-- start of DATA FOR THIS EXERCISE --
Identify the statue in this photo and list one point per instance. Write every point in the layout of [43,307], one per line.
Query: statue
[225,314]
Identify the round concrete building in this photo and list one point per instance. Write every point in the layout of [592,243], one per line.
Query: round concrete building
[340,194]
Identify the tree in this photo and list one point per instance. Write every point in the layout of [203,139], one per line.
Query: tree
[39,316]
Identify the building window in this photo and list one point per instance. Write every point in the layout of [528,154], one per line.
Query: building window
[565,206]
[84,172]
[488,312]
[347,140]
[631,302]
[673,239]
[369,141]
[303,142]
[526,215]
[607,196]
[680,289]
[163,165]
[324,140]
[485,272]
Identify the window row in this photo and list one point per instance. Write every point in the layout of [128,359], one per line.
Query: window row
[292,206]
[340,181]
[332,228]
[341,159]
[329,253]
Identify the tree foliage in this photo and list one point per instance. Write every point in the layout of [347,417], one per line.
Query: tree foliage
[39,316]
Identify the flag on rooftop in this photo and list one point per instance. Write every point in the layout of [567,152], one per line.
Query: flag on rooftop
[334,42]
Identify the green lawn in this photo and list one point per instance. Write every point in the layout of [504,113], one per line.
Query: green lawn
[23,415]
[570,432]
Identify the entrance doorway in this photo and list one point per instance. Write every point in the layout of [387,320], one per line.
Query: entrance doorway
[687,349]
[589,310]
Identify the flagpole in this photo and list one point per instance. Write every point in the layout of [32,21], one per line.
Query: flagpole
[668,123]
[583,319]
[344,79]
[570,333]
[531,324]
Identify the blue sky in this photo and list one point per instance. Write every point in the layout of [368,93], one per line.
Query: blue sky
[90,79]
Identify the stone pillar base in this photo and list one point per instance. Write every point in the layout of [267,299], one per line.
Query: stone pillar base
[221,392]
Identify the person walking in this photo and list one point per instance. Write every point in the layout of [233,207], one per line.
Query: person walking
-- end of DATA FOR THIS EXERCISE --
Produce an exact copy of every entry above.

§ THE OUTPUT:
Identify the statue in this photo and list one point per instance. Write every point in the layout of [43,307], one per line.
Query: statue
[225,314]
Identify the round concrete building in this photo and list one point per instance. Write every point in the layout of [592,243], one per line.
Query: round concrete building
[340,194]
Identify the tree in this photo and list one point per instance. Write every point in the layout of [203,139], one per line.
Query: tree
[39,316]
Identify the building window in this photo and list one point per instance. Write every point in the layout of [528,154], one per line.
Query: building window
[565,206]
[84,172]
[488,312]
[347,140]
[631,302]
[673,239]
[369,141]
[303,142]
[526,215]
[607,196]
[680,289]
[163,165]
[324,140]
[485,272]
Identify the window row in this photo and list one point per instance. Write every point in the layout of [128,359], one per line.
Query: window row
[292,206]
[340,181]
[332,228]
[341,159]
[329,253]
Identify the tree foliage in this photo and list one point per instance. Write every point in the layout of [347,417], one per line.
Query: tree foliage
[39,316]
Identify the flag on rooftop in this photo and list one point per instance. Write every point in the layout of [567,152], one per line.
Query: flag on rooftop
[334,42]
Identify the green lawn in this photo and list one point per instance. Write every point in the layout of [504,113], one per line.
Query: green lawn
[23,415]
[570,432]
Identify the entrance doorway in this photo and list one point per instance. Write every point in the layout of [387,320], one per line.
Query: entrance doorway
[687,349]
[589,310]
Identify the flagpole in this photo and list one point per instance. Write every point in the layout of [32,21], one per line.
Query: flagpole
[668,123]
[583,319]
[344,79]
[570,333]
[531,324]
Identify the blue sky in this photo and list one point per instance. Write every point in the layout of [368,93], one per line.
Query: blue sky
[90,79]
Identify the stone pillar base in this photo and list one point per instance. Write every point in the layout of [267,299], one per line.
Query: stone pillar base
[221,392]
Identify the person walking in this photo and list one point per instance. Write every point in the layout of [233,207], one per line.
Query: person walking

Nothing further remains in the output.